DO THIS | Locate each line in the entries below that contains the string "upper", matching case exactly, and copy those lines out.
=== DATA EXTRACT ===
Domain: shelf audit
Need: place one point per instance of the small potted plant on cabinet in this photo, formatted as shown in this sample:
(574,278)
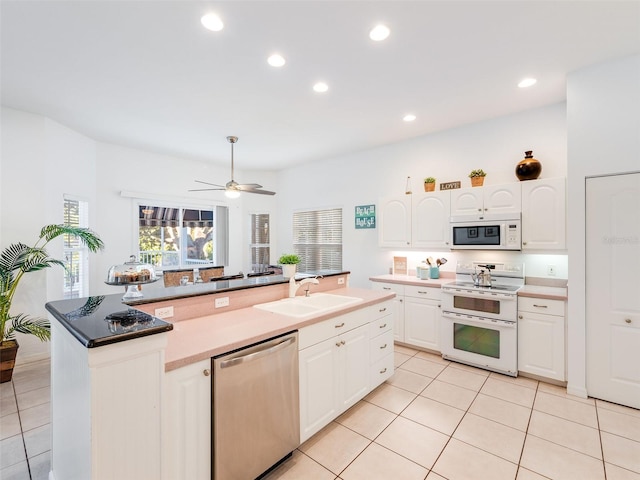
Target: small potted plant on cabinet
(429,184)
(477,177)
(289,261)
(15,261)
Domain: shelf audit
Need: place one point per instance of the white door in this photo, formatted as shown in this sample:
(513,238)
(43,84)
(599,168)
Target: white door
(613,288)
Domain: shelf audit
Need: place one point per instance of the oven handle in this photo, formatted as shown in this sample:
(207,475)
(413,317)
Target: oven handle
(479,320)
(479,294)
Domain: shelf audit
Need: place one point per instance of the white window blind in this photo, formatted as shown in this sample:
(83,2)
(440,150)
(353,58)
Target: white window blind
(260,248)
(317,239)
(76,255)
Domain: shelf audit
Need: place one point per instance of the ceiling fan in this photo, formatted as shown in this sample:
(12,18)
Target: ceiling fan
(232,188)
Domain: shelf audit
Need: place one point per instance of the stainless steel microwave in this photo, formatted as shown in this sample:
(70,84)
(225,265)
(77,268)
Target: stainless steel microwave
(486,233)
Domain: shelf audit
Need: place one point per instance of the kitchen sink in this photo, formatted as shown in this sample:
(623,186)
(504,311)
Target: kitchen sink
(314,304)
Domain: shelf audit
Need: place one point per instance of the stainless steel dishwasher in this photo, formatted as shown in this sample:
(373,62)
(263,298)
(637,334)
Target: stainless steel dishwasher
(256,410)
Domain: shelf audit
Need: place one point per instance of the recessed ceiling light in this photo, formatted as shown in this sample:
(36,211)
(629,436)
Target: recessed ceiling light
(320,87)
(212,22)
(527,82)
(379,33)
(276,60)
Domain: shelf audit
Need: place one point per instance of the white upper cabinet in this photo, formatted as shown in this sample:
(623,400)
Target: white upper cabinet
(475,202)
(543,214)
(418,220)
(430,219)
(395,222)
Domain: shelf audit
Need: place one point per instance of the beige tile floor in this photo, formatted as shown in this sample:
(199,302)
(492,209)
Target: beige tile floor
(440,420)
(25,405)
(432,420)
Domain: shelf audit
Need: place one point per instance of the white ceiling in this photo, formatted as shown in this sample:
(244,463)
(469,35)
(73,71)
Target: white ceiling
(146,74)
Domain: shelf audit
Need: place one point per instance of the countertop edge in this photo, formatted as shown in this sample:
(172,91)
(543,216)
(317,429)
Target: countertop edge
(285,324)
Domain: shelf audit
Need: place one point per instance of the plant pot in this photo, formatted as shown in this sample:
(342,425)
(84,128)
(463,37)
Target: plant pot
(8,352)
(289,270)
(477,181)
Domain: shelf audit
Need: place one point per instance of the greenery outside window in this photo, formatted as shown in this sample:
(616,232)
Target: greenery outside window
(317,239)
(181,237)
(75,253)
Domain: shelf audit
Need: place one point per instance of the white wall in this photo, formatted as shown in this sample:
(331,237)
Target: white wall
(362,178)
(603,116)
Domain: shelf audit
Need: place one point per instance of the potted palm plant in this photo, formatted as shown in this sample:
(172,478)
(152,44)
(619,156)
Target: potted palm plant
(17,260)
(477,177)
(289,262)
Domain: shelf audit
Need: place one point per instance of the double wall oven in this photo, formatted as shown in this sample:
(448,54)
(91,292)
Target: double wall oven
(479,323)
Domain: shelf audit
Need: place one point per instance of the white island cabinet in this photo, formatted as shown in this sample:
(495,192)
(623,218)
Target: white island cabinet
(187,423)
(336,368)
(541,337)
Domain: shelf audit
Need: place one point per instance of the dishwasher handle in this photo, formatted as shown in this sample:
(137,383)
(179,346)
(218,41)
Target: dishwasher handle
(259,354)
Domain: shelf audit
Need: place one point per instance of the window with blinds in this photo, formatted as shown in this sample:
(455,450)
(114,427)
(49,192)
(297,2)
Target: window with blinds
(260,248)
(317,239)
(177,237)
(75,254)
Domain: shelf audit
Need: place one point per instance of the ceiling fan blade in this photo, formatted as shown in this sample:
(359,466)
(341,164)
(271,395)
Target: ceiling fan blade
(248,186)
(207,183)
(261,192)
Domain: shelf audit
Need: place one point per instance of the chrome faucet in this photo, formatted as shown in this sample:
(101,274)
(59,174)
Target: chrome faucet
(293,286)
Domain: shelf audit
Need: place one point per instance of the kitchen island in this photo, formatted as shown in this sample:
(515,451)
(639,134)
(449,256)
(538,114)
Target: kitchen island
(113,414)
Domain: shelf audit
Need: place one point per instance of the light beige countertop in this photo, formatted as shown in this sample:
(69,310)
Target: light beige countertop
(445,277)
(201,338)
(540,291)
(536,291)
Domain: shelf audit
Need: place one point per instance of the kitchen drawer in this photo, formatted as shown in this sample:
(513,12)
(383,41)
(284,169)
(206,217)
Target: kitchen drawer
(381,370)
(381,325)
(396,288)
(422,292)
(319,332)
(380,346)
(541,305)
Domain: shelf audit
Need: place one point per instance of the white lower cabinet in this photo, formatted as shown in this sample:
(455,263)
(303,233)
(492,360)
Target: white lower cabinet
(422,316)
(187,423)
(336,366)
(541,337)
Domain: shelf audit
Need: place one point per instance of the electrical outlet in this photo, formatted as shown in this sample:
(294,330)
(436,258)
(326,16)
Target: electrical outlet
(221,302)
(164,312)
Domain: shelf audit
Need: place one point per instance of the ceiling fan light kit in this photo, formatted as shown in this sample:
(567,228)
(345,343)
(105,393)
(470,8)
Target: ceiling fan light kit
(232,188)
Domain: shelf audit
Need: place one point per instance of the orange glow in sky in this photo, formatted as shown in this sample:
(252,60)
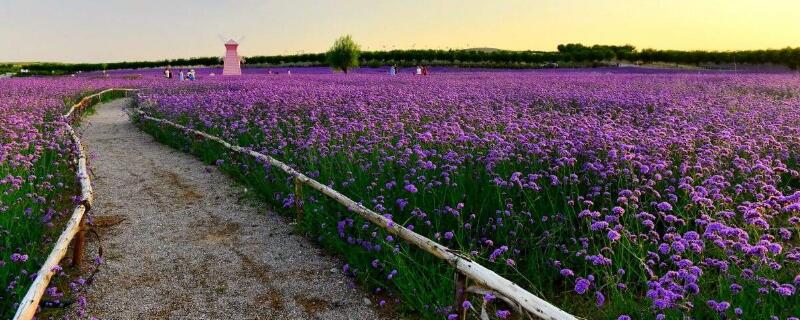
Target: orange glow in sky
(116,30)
===
=== DATA EXTRACT ===
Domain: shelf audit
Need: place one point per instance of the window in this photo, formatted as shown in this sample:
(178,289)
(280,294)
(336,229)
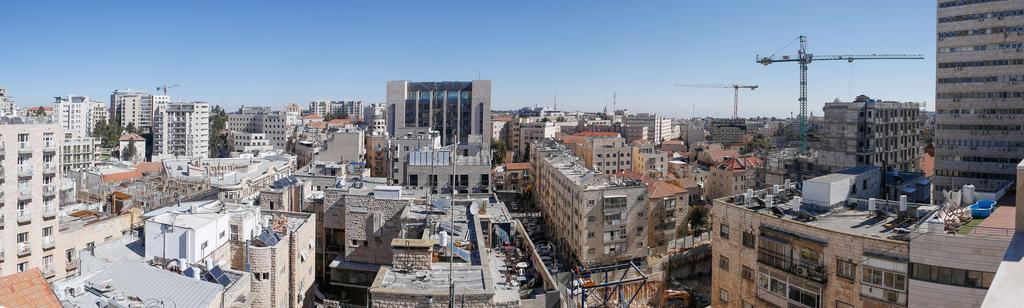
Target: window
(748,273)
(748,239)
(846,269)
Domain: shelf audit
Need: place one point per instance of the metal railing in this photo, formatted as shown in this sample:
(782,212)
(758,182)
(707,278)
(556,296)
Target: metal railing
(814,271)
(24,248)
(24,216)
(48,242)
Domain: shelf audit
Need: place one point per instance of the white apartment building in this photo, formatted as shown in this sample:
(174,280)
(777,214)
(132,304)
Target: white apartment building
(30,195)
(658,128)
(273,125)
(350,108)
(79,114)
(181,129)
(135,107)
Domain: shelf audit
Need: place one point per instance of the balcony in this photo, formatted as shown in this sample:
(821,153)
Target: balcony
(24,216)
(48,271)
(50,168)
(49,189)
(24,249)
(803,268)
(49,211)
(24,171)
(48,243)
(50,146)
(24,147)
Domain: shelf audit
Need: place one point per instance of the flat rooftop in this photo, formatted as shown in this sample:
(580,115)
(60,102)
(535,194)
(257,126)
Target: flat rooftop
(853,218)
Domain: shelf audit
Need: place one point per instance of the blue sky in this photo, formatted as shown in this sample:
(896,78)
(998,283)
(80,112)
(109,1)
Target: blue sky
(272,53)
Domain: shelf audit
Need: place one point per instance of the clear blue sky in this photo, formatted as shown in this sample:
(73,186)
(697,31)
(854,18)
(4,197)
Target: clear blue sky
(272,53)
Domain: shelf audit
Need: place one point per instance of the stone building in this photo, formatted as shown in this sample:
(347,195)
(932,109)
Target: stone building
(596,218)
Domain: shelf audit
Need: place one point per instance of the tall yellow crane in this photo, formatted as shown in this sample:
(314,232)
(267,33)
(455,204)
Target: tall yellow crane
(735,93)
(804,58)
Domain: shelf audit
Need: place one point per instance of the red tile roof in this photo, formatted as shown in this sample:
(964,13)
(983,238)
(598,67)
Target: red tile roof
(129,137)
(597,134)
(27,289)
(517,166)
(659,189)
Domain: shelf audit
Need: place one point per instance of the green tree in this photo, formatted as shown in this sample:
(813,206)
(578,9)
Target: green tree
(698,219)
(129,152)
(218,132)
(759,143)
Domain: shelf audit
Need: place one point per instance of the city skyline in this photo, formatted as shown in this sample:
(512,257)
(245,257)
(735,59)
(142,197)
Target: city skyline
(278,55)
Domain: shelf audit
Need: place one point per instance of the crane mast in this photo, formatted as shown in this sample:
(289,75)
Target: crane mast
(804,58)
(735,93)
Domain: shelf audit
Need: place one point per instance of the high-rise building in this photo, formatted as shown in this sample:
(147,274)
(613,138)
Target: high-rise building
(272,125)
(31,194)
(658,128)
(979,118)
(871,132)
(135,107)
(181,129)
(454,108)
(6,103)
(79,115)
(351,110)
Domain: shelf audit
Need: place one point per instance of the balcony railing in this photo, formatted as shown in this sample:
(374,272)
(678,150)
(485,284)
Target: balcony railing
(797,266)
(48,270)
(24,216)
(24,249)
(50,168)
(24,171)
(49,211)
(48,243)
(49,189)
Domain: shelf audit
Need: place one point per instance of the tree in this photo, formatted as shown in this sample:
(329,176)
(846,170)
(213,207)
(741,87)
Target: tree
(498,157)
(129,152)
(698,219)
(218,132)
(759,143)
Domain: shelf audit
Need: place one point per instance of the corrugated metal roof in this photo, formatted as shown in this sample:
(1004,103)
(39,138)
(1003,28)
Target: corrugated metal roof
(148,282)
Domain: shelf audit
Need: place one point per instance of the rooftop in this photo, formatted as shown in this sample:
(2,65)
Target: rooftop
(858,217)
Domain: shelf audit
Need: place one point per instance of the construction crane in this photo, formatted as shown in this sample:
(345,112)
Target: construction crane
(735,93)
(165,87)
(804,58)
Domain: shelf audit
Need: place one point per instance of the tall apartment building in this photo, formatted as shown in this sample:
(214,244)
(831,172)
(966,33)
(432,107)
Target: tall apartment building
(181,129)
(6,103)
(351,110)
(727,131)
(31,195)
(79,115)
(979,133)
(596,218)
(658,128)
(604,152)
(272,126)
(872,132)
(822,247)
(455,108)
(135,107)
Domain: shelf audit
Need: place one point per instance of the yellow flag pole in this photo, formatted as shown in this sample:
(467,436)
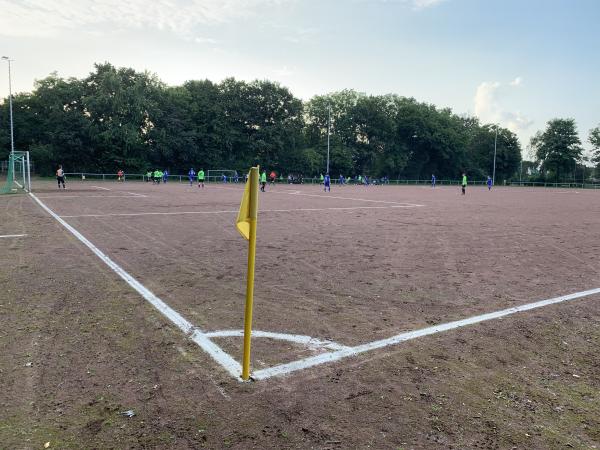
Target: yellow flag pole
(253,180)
===
SOLUTION |
Need: place one point per instance of the white upper cabinet in this photo, formatted as shown in this sample:
Target: white upper cabinet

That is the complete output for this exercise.